■ **TASK OBJECTIVE**:
Your task is to reproduce exactly the lines from the line with "--detect tree --format json_objects" through the end of the records below.

[Entries on locating named things]
+--

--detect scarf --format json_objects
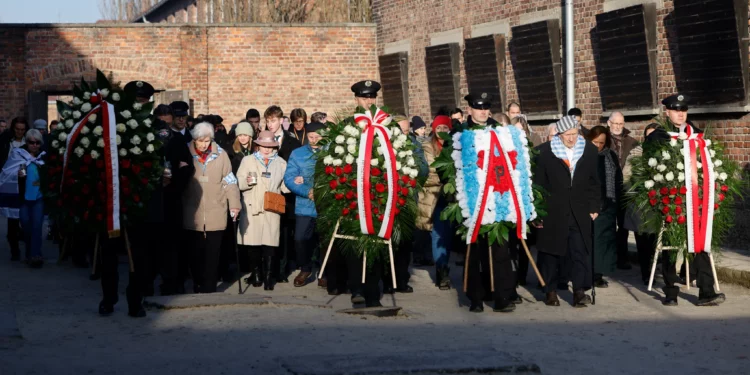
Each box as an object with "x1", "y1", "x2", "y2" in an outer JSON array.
[
  {"x1": 599, "y1": 147, "x2": 617, "y2": 201},
  {"x1": 550, "y1": 135, "x2": 586, "y2": 180}
]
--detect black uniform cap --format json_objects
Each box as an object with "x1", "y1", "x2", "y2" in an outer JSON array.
[
  {"x1": 352, "y1": 81, "x2": 380, "y2": 98},
  {"x1": 124, "y1": 81, "x2": 156, "y2": 99},
  {"x1": 661, "y1": 94, "x2": 690, "y2": 111},
  {"x1": 464, "y1": 92, "x2": 493, "y2": 109}
]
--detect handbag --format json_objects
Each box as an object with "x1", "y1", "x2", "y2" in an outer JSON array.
[{"x1": 263, "y1": 191, "x2": 286, "y2": 215}]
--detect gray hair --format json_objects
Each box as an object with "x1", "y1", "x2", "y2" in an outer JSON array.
[
  {"x1": 190, "y1": 121, "x2": 214, "y2": 140},
  {"x1": 23, "y1": 129, "x2": 44, "y2": 145}
]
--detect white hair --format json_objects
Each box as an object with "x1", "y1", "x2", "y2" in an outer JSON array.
[
  {"x1": 190, "y1": 122, "x2": 214, "y2": 140},
  {"x1": 23, "y1": 129, "x2": 44, "y2": 145}
]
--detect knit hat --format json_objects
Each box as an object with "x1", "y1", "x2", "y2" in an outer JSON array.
[
  {"x1": 555, "y1": 116, "x2": 578, "y2": 134},
  {"x1": 432, "y1": 115, "x2": 453, "y2": 133},
  {"x1": 234, "y1": 121, "x2": 253, "y2": 137}
]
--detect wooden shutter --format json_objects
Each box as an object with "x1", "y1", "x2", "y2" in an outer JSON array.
[
  {"x1": 595, "y1": 3, "x2": 658, "y2": 111},
  {"x1": 510, "y1": 19, "x2": 562, "y2": 115},
  {"x1": 464, "y1": 35, "x2": 505, "y2": 113},
  {"x1": 425, "y1": 43, "x2": 461, "y2": 116},
  {"x1": 378, "y1": 52, "x2": 409, "y2": 115}
]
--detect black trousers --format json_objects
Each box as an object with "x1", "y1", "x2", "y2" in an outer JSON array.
[
  {"x1": 539, "y1": 226, "x2": 593, "y2": 293},
  {"x1": 466, "y1": 236, "x2": 518, "y2": 306},
  {"x1": 294, "y1": 216, "x2": 319, "y2": 272},
  {"x1": 186, "y1": 230, "x2": 224, "y2": 293},
  {"x1": 661, "y1": 252, "x2": 716, "y2": 298}
]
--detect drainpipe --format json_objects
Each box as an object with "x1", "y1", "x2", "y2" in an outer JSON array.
[{"x1": 565, "y1": 0, "x2": 576, "y2": 113}]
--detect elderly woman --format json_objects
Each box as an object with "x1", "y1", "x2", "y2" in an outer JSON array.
[
  {"x1": 182, "y1": 122, "x2": 240, "y2": 293},
  {"x1": 237, "y1": 130, "x2": 290, "y2": 290}
]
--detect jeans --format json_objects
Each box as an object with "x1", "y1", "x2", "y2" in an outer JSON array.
[{"x1": 20, "y1": 198, "x2": 44, "y2": 258}]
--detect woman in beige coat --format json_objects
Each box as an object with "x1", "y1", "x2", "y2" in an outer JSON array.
[{"x1": 237, "y1": 131, "x2": 289, "y2": 290}]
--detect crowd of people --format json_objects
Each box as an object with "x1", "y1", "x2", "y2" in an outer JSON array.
[{"x1": 0, "y1": 81, "x2": 723, "y2": 317}]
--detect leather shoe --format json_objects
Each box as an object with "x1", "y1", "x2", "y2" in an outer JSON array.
[{"x1": 544, "y1": 292, "x2": 560, "y2": 306}]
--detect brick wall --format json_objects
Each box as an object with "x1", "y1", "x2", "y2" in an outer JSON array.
[
  {"x1": 373, "y1": 0, "x2": 750, "y2": 164},
  {"x1": 0, "y1": 24, "x2": 377, "y2": 128}
]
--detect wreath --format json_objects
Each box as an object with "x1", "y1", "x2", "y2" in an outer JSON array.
[{"x1": 41, "y1": 70, "x2": 163, "y2": 237}]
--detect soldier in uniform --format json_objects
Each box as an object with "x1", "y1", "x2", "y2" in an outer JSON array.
[{"x1": 656, "y1": 94, "x2": 726, "y2": 306}]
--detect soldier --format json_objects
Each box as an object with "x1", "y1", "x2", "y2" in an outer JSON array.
[{"x1": 656, "y1": 94, "x2": 726, "y2": 306}]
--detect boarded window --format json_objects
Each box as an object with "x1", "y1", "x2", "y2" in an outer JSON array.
[
  {"x1": 674, "y1": 0, "x2": 748, "y2": 106},
  {"x1": 425, "y1": 43, "x2": 460, "y2": 116},
  {"x1": 464, "y1": 35, "x2": 505, "y2": 113},
  {"x1": 596, "y1": 4, "x2": 657, "y2": 111},
  {"x1": 378, "y1": 52, "x2": 409, "y2": 115},
  {"x1": 510, "y1": 19, "x2": 562, "y2": 115}
]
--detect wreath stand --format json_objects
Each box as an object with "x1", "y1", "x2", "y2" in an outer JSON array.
[
  {"x1": 648, "y1": 229, "x2": 721, "y2": 292},
  {"x1": 318, "y1": 218, "x2": 396, "y2": 289}
]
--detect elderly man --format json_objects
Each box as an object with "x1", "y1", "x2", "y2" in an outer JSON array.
[{"x1": 534, "y1": 116, "x2": 601, "y2": 307}]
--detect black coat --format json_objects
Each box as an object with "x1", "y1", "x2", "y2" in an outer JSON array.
[{"x1": 534, "y1": 142, "x2": 601, "y2": 255}]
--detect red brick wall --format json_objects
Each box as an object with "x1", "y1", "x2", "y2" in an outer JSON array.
[
  {"x1": 373, "y1": 0, "x2": 750, "y2": 163},
  {"x1": 0, "y1": 24, "x2": 377, "y2": 122}
]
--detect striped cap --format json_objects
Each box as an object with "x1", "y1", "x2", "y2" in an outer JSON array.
[{"x1": 555, "y1": 116, "x2": 578, "y2": 134}]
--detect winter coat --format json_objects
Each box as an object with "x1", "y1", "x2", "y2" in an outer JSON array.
[
  {"x1": 534, "y1": 142, "x2": 601, "y2": 255},
  {"x1": 237, "y1": 155, "x2": 289, "y2": 246},
  {"x1": 284, "y1": 144, "x2": 318, "y2": 217},
  {"x1": 182, "y1": 142, "x2": 241, "y2": 232}
]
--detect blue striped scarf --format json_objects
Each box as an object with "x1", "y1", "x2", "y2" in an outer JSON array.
[{"x1": 550, "y1": 135, "x2": 586, "y2": 179}]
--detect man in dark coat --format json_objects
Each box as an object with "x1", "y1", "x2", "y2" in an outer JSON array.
[{"x1": 534, "y1": 116, "x2": 601, "y2": 307}]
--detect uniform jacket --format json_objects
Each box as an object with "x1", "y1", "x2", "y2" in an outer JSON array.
[
  {"x1": 182, "y1": 142, "x2": 241, "y2": 232},
  {"x1": 284, "y1": 144, "x2": 318, "y2": 217},
  {"x1": 237, "y1": 155, "x2": 289, "y2": 246},
  {"x1": 534, "y1": 142, "x2": 601, "y2": 255}
]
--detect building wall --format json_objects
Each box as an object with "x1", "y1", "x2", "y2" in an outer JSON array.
[
  {"x1": 0, "y1": 24, "x2": 377, "y2": 122},
  {"x1": 373, "y1": 0, "x2": 750, "y2": 163}
]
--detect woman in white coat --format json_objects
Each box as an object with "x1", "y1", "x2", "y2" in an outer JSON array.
[{"x1": 237, "y1": 131, "x2": 289, "y2": 290}]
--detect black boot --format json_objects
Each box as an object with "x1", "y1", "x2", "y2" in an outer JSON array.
[{"x1": 263, "y1": 256, "x2": 276, "y2": 290}]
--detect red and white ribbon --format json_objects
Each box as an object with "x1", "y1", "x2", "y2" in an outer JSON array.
[
  {"x1": 60, "y1": 92, "x2": 120, "y2": 238},
  {"x1": 354, "y1": 108, "x2": 398, "y2": 240},
  {"x1": 669, "y1": 125, "x2": 716, "y2": 253}
]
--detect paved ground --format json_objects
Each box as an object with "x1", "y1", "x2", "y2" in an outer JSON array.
[{"x1": 0, "y1": 219, "x2": 750, "y2": 375}]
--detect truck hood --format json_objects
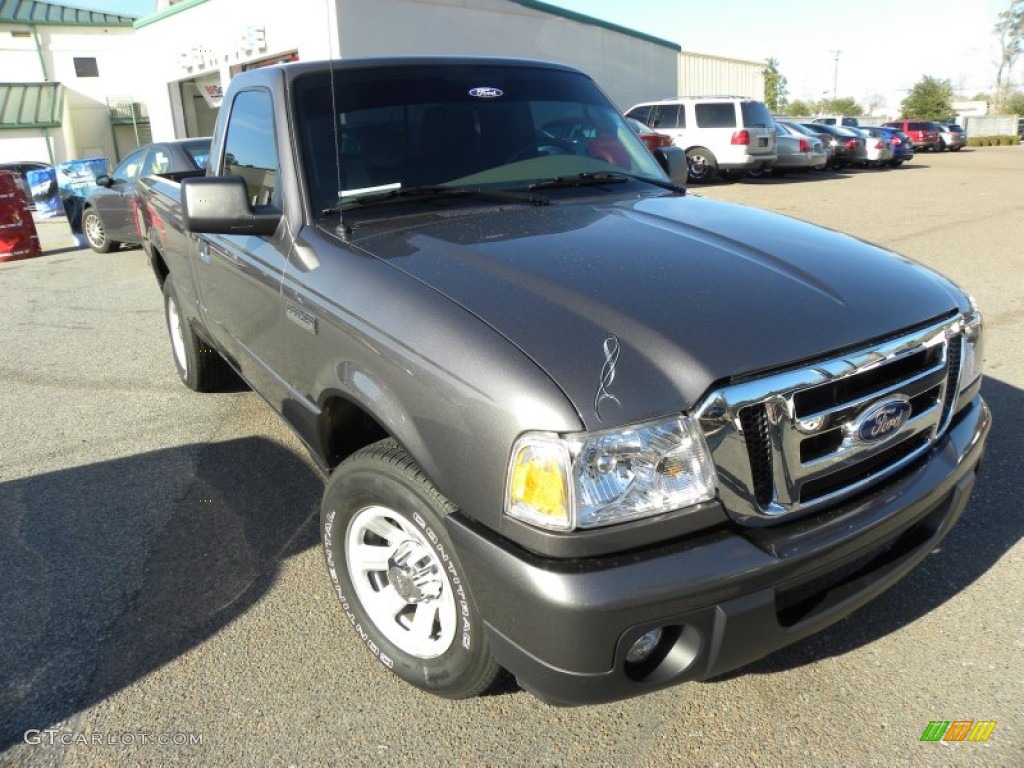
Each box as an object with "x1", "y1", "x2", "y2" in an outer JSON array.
[{"x1": 349, "y1": 196, "x2": 966, "y2": 429}]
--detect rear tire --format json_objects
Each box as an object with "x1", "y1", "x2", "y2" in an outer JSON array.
[
  {"x1": 321, "y1": 439, "x2": 501, "y2": 698},
  {"x1": 82, "y1": 208, "x2": 121, "y2": 253},
  {"x1": 164, "y1": 274, "x2": 230, "y2": 392},
  {"x1": 686, "y1": 146, "x2": 718, "y2": 184}
]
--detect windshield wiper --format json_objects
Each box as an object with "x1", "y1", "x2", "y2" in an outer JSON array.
[
  {"x1": 321, "y1": 186, "x2": 551, "y2": 216},
  {"x1": 526, "y1": 171, "x2": 686, "y2": 195}
]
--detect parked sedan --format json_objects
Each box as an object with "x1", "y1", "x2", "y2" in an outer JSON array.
[
  {"x1": 884, "y1": 120, "x2": 939, "y2": 152},
  {"x1": 772, "y1": 122, "x2": 828, "y2": 173},
  {"x1": 626, "y1": 118, "x2": 672, "y2": 152},
  {"x1": 801, "y1": 123, "x2": 865, "y2": 170},
  {"x1": 82, "y1": 138, "x2": 210, "y2": 253},
  {"x1": 935, "y1": 123, "x2": 967, "y2": 152},
  {"x1": 871, "y1": 125, "x2": 914, "y2": 168},
  {"x1": 850, "y1": 126, "x2": 893, "y2": 168}
]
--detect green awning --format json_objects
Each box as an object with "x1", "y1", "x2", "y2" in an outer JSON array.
[
  {"x1": 0, "y1": 83, "x2": 63, "y2": 130},
  {"x1": 0, "y1": 0, "x2": 135, "y2": 27}
]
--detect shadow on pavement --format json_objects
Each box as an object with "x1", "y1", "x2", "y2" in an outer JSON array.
[{"x1": 0, "y1": 437, "x2": 324, "y2": 752}]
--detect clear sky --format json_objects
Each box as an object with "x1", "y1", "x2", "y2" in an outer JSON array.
[
  {"x1": 545, "y1": 0, "x2": 1011, "y2": 111},
  {"x1": 57, "y1": 0, "x2": 1011, "y2": 112}
]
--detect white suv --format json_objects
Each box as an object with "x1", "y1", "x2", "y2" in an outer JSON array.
[{"x1": 626, "y1": 96, "x2": 777, "y2": 183}]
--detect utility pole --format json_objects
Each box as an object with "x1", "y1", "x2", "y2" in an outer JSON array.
[{"x1": 831, "y1": 50, "x2": 843, "y2": 103}]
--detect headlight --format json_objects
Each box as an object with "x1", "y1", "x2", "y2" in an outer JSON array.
[
  {"x1": 961, "y1": 297, "x2": 985, "y2": 391},
  {"x1": 505, "y1": 416, "x2": 716, "y2": 530}
]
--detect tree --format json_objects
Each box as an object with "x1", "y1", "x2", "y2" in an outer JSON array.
[
  {"x1": 899, "y1": 75, "x2": 953, "y2": 120},
  {"x1": 992, "y1": 0, "x2": 1024, "y2": 114},
  {"x1": 785, "y1": 99, "x2": 817, "y2": 118},
  {"x1": 761, "y1": 58, "x2": 787, "y2": 114}
]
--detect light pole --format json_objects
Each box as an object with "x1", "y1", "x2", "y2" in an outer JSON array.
[{"x1": 833, "y1": 50, "x2": 843, "y2": 103}]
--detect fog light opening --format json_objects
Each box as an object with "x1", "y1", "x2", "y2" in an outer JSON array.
[
  {"x1": 626, "y1": 627, "x2": 665, "y2": 664},
  {"x1": 623, "y1": 625, "x2": 701, "y2": 685}
]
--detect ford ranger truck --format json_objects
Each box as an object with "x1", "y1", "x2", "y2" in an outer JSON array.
[{"x1": 140, "y1": 58, "x2": 990, "y2": 705}]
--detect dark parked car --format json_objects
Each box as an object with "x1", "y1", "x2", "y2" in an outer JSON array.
[
  {"x1": 935, "y1": 123, "x2": 967, "y2": 152},
  {"x1": 626, "y1": 118, "x2": 672, "y2": 152},
  {"x1": 871, "y1": 125, "x2": 914, "y2": 168},
  {"x1": 884, "y1": 120, "x2": 941, "y2": 151},
  {"x1": 82, "y1": 138, "x2": 210, "y2": 253},
  {"x1": 801, "y1": 123, "x2": 864, "y2": 170}
]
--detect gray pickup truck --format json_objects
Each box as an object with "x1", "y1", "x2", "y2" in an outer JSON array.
[{"x1": 142, "y1": 58, "x2": 990, "y2": 705}]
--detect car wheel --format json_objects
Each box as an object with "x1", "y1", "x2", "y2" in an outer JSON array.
[
  {"x1": 686, "y1": 146, "x2": 718, "y2": 184},
  {"x1": 164, "y1": 275, "x2": 230, "y2": 392},
  {"x1": 321, "y1": 439, "x2": 501, "y2": 698},
  {"x1": 82, "y1": 208, "x2": 121, "y2": 253}
]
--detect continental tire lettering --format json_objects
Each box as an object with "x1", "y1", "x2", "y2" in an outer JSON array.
[{"x1": 411, "y1": 512, "x2": 473, "y2": 662}]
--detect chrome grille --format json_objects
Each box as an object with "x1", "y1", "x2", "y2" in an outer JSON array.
[{"x1": 697, "y1": 316, "x2": 964, "y2": 524}]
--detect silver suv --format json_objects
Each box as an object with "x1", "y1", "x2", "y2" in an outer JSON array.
[{"x1": 626, "y1": 96, "x2": 777, "y2": 183}]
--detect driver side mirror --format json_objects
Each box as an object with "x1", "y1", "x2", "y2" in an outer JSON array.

+--

■ **EXERCISE ANSWER**:
--detect tree --format json_objects
Each box as an object with "x1", "y1", "x2", "y2" in an outer JSON array.
[
  {"x1": 899, "y1": 75, "x2": 953, "y2": 120},
  {"x1": 992, "y1": 0, "x2": 1024, "y2": 114},
  {"x1": 785, "y1": 99, "x2": 817, "y2": 118},
  {"x1": 761, "y1": 58, "x2": 787, "y2": 114}
]
--detect light pole --format json_objects
Each box as an object with "x1", "y1", "x2", "y2" in an outer JSON array.
[{"x1": 833, "y1": 50, "x2": 843, "y2": 103}]
--detect fog light opening --format json_objects
Each box as an object with "x1", "y1", "x2", "y2" in an outer JSON array.
[
  {"x1": 626, "y1": 627, "x2": 665, "y2": 664},
  {"x1": 623, "y1": 625, "x2": 701, "y2": 685}
]
--detect ford ranger truck --format json_objects
Each box as an object with "x1", "y1", "x2", "y2" in an outer JSON array.
[{"x1": 140, "y1": 58, "x2": 990, "y2": 705}]
--detect dark parked car --format json_objects
Each box as an object with "x1", "y1", "x2", "y2" in an outer JSON array.
[
  {"x1": 935, "y1": 123, "x2": 967, "y2": 152},
  {"x1": 626, "y1": 118, "x2": 672, "y2": 152},
  {"x1": 871, "y1": 125, "x2": 914, "y2": 168},
  {"x1": 884, "y1": 120, "x2": 941, "y2": 151},
  {"x1": 82, "y1": 138, "x2": 210, "y2": 253},
  {"x1": 801, "y1": 123, "x2": 864, "y2": 170}
]
--detect gray pickup truck --format json_objects
Each box as an object with "x1", "y1", "x2", "y2" in an outer JSON array.
[{"x1": 142, "y1": 58, "x2": 990, "y2": 705}]
--detect car wheel --format json_objects
Each box as an object with "x1", "y1", "x2", "y2" in an outer JSON array.
[
  {"x1": 686, "y1": 146, "x2": 718, "y2": 184},
  {"x1": 164, "y1": 275, "x2": 230, "y2": 392},
  {"x1": 321, "y1": 439, "x2": 501, "y2": 698},
  {"x1": 82, "y1": 208, "x2": 121, "y2": 253}
]
--detect continental tire lettering --format json_objects
Each box as an object with "x1", "y1", "x2", "y2" in an outer JSON array.
[{"x1": 411, "y1": 512, "x2": 473, "y2": 662}]
--detect chrome grille --format json_objects
Each box as an object with "x1", "y1", "x2", "y2" in an outer JSON array.
[{"x1": 697, "y1": 316, "x2": 964, "y2": 524}]
--detect silver suv --format json_objects
Each box as an object with "x1", "y1", "x2", "y2" in an outer JSON array.
[{"x1": 626, "y1": 96, "x2": 777, "y2": 183}]
--detect driver side mirror --format json_objects
Each box as an object with "x1", "y1", "x2", "y2" in an outer JSON array.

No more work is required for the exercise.